Top U.S. colo provider ViaWest taps GE to power data centers

ViaWest selects GE to power its data centers across the U.S.

Dec 18th, 2013

GE’s Critical Power business announced that ViaWest, among the leading North American colocation providers, has selected GE’s high-reliability electrical distribution systems to power several of the company’s data centers.

ViaWest is deploying GE’s electrical distribution systems at its Lone Mountain, Tier IV design-certified data center in Las Vegas; the Cornell data center in Denver; the Synergy Park data center in Dallas, and two new data centers under construction in Denver and Minneapolis.

According to a press release, GE’s ability to expedite the delivery of critical electrical infrastructure to ViaWest, accompanied with flexible financing provided by GE Capital, helped ViaWest maximize capital efficiency by matching payments on the lease with cash inflows from new customers. GE’s electrical distribution systems, which include substation distribution equipment, switchboards, panelboards, transformers and power switching equipment, were selected for their ability to meet ViaWest’s needs for guaranteed uptime, redundancy and fault tolerance.

DATASET EXCERPTS

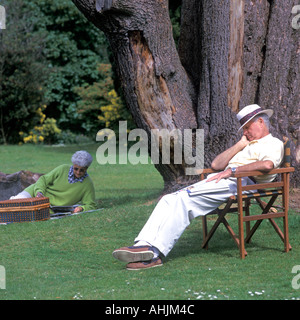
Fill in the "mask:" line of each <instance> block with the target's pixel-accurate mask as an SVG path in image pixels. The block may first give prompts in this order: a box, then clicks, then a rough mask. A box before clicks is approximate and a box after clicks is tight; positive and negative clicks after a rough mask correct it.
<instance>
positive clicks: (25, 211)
mask: <svg viewBox="0 0 300 320" xmlns="http://www.w3.org/2000/svg"><path fill="white" fill-rule="evenodd" d="M48 219H50V203H49V198H46V197H43V198H37V197H36V198H28V199H16V200H5V201H0V223H8V222H28V221H41V220H48Z"/></svg>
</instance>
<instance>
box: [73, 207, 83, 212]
mask: <svg viewBox="0 0 300 320" xmlns="http://www.w3.org/2000/svg"><path fill="white" fill-rule="evenodd" d="M81 211H83V208H82V207H76V208H75V209H74V211H73V213H77V212H81Z"/></svg>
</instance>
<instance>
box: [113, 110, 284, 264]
mask: <svg viewBox="0 0 300 320" xmlns="http://www.w3.org/2000/svg"><path fill="white" fill-rule="evenodd" d="M272 114H273V110H270V109H266V110H263V109H262V108H260V107H259V106H258V105H255V104H254V105H249V106H246V107H245V108H243V109H242V110H241V111H240V112H239V113H238V114H237V119H238V120H239V122H240V124H241V127H240V129H239V130H243V136H242V138H241V139H240V141H238V142H237V143H236V144H235V145H233V146H232V147H231V148H229V149H227V150H225V151H224V152H223V153H221V154H220V155H218V156H217V157H216V158H215V159H214V160H213V162H212V165H211V167H212V168H213V169H214V170H217V171H220V170H222V171H221V172H219V173H214V174H210V175H209V176H208V177H207V179H205V180H203V181H200V182H198V183H196V184H194V185H193V186H192V187H191V186H190V187H188V188H185V189H182V190H179V191H177V192H174V193H172V194H168V195H166V196H164V197H162V198H161V200H160V201H159V202H158V204H157V205H156V207H155V209H154V210H153V212H152V214H151V216H150V217H149V219H148V221H147V222H146V224H145V226H144V227H143V228H142V230H141V231H140V233H139V235H138V236H137V237H136V239H135V242H134V245H133V246H130V247H122V248H119V249H116V250H115V251H114V252H113V256H114V257H115V258H116V259H118V260H120V261H123V262H126V263H127V269H128V270H138V269H147V268H152V267H158V266H161V265H162V259H161V257H162V256H167V255H168V253H169V252H170V251H171V250H172V248H173V247H174V245H175V243H176V242H177V240H178V239H179V238H180V236H181V235H182V233H183V231H184V230H185V228H186V227H187V226H188V225H189V224H190V222H191V220H192V219H194V218H196V217H198V216H202V215H206V214H208V213H209V212H211V211H213V210H214V209H216V208H218V207H219V206H220V205H221V204H222V203H224V202H226V201H227V200H228V198H229V197H230V196H233V195H236V193H237V179H236V178H234V177H233V174H234V173H247V172H249V171H253V170H258V171H261V172H263V173H266V174H264V175H260V176H257V177H255V178H256V181H257V182H260V183H264V182H270V181H272V180H274V179H275V176H274V175H269V174H267V173H268V171H270V170H272V169H274V168H277V167H278V166H279V165H280V164H281V162H282V159H283V154H284V146H283V142H282V141H280V140H279V139H277V138H275V137H273V136H272V135H271V134H270V132H269V118H270V117H271V116H272ZM253 183H254V182H253V181H252V180H251V179H250V178H249V177H244V178H242V184H243V185H248V184H253ZM191 190H197V191H198V192H195V194H194V195H192V194H191V193H190V191H191ZM208 190H209V191H208ZM205 192H206V193H205Z"/></svg>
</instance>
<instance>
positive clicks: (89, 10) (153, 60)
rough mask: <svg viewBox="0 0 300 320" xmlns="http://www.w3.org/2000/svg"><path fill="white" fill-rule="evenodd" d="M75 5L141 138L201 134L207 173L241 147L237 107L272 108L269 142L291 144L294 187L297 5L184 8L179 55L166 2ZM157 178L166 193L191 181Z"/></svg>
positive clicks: (217, 6)
mask: <svg viewBox="0 0 300 320" xmlns="http://www.w3.org/2000/svg"><path fill="white" fill-rule="evenodd" d="M72 1H73V2H74V3H75V5H76V6H77V7H78V8H79V9H80V10H81V11H82V12H83V13H84V14H85V16H86V17H87V18H88V19H89V20H90V21H92V22H93V23H94V24H95V25H96V26H97V27H98V28H100V29H101V30H103V31H104V32H105V34H106V36H107V38H108V39H109V42H110V44H111V49H112V51H113V54H114V58H115V61H116V65H117V67H118V74H119V77H120V82H121V83H122V85H123V89H124V94H125V99H126V102H127V105H128V108H129V109H130V110H131V113H132V115H133V117H134V119H135V122H136V124H137V126H138V127H139V128H142V129H144V130H146V131H147V132H148V133H150V130H151V129H163V128H164V129H168V130H170V131H171V130H173V129H180V130H183V129H196V128H200V129H204V136H205V145H204V148H205V150H204V151H205V153H204V154H205V166H209V165H210V163H211V161H212V159H213V158H214V157H215V156H216V155H217V154H218V153H220V152H222V151H223V150H224V149H226V148H227V147H229V146H231V145H232V144H233V143H234V142H235V141H236V140H237V139H239V136H238V134H237V129H238V127H239V124H238V123H237V121H236V117H235V115H236V113H237V112H238V111H239V110H240V109H241V108H242V107H244V106H245V105H247V104H252V103H258V104H260V105H261V106H262V107H263V108H273V109H274V111H275V114H274V116H273V117H272V121H271V122H272V133H274V134H275V135H276V136H278V137H281V138H282V136H286V137H288V138H289V139H291V141H292V164H293V165H294V166H295V167H296V173H295V174H294V175H293V178H292V181H293V182H294V184H299V183H300V177H299V172H300V171H299V169H300V163H299V157H300V156H298V158H297V156H296V155H297V154H299V152H300V150H299V148H300V147H299V145H300V141H299V128H300V111H299V105H300V103H299V102H300V99H299V87H300V78H299V65H300V61H299V59H300V46H299V32H300V31H299V30H295V29H293V28H292V26H291V21H292V15H291V10H292V7H293V6H295V5H296V4H298V3H297V2H298V1H297V0H287V1H281V0H269V1H267V0H256V1H254V0H251V1H245V0H224V1H219V0H182V22H181V37H180V43H179V49H178V52H177V50H176V46H175V43H174V40H173V37H172V27H171V23H170V19H169V14H168V1H167V0H160V1H157V0H136V1H130V0H96V1H95V0H72ZM297 152H298V153H297ZM157 169H158V170H159V172H160V173H161V174H162V176H163V179H164V181H165V187H166V190H167V191H170V190H172V189H174V188H178V187H179V186H182V185H184V184H188V183H190V182H191V181H193V179H195V177H191V176H186V175H184V172H185V164H184V163H183V164H182V165H174V164H170V165H167V164H161V165H157ZM297 169H298V170H297Z"/></svg>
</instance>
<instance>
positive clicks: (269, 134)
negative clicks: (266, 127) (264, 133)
mask: <svg viewBox="0 0 300 320" xmlns="http://www.w3.org/2000/svg"><path fill="white" fill-rule="evenodd" d="M269 138H272V135H271V133H269V134H267V135H266V136H264V137H262V138H260V139H258V140H253V141H250V143H249V144H252V143H256V142H259V141H260V142H261V141H264V140H268V139H269Z"/></svg>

WORK INSTRUCTIONS
Extend the article above about ViaWest choosing GE electrical distribution systems for its data centers, picking up after its final sentence.

YOUR RESPONSE
“GE’s combination of highly reliable equipment, speed to market and financing options make them an ideal partner to help fuel the growth of our innovative data centers,” comments Dave Leonard, chief data center officer, ViaWest. “GE worked closely with our design engineers from the project’s inception to completion to ensure we had best-in-class electrical distribution system solutions to meet our needs.”

ViaWest’s newest Las Vegas-area data center, Lone Mountain, is built for energy efficiency and fault-tolerant high availability. GE says the data center’s Adaptable Mesh electrical design is powered by two independent medium-voltage utility feeds serving more than 74,000 square feet of raised-floor data center space.

Independent electrical paths and compartmentalization ensure that power is never compromised. Lone Mountain’s fully redundant cooling plant features 3,000 tons of fault-tolerant capacity and 100 percent redundant continuous cooling to the raised floor in a hot aisle/cold aisle configuration, which keeps equipment running at peak performance.

“Working with ViaWest to provide the power systems for their network of mission-critical data centers brings together GE’s core strength in electrical distribution and resilient power management,” concludes Jeff Schnitzer, general manager of GE’s Critical Power business. To learn more about GE’s Critical Power business visit www.gecriticalpower.com.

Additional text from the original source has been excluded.